►
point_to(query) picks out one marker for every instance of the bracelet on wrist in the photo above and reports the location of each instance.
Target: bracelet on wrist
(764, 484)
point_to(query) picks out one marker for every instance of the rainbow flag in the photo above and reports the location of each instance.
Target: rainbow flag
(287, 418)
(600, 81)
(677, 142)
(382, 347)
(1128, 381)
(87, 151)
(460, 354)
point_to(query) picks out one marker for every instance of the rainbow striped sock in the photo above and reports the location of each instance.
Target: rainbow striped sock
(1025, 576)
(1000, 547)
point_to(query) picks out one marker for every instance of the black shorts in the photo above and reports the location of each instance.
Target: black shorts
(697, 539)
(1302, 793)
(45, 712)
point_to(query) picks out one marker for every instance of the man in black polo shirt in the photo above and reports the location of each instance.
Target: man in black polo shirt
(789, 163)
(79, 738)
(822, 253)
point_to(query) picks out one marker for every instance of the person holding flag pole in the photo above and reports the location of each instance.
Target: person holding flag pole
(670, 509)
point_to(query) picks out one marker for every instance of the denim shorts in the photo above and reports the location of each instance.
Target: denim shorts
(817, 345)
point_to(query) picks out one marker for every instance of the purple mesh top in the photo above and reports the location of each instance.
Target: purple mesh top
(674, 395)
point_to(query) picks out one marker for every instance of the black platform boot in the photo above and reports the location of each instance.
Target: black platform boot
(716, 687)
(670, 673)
◄
Copy the data verbatim, starting at the line that contains "the rainbow striped" and ending with the final line of the data, both included.

▶ Task output
point_to(query) picks out one marker for every instance of the rainbow striped sock in the photo above and reports the location of each instance.
Target: rainbow striped sock
(1025, 576)
(1000, 547)
point_to(query) picks out one marker for every instance of the black shorts in the photo above and reports the location of each instance.
Target: black shorts
(697, 539)
(1302, 793)
(45, 712)
point_to(query) picks out one marker for every instance of the man in black polo shirt in the photo above and reports the location of each instance.
Target: man in black polo shirt
(789, 163)
(79, 738)
(822, 253)
point_to(query) picks out one marker for every instance of the person holding flag pole in the photo above and reports the location of each instance.
Target: person holding flag pole
(670, 509)
point_to(query) picks out one marker for every instance of the denim shorts in the photo above and reports the location of each instance.
Target: denim shorts
(817, 345)
point_to(query) picks out one marker for every instance of the purple mesh top in the photo above and reports the location of each instance.
Target: purple mesh top
(674, 395)
point_to(query) picks out one marker for every instance of the black platform boot in the photo above and reports the location of each instance.
Target: black platform boot
(716, 687)
(670, 673)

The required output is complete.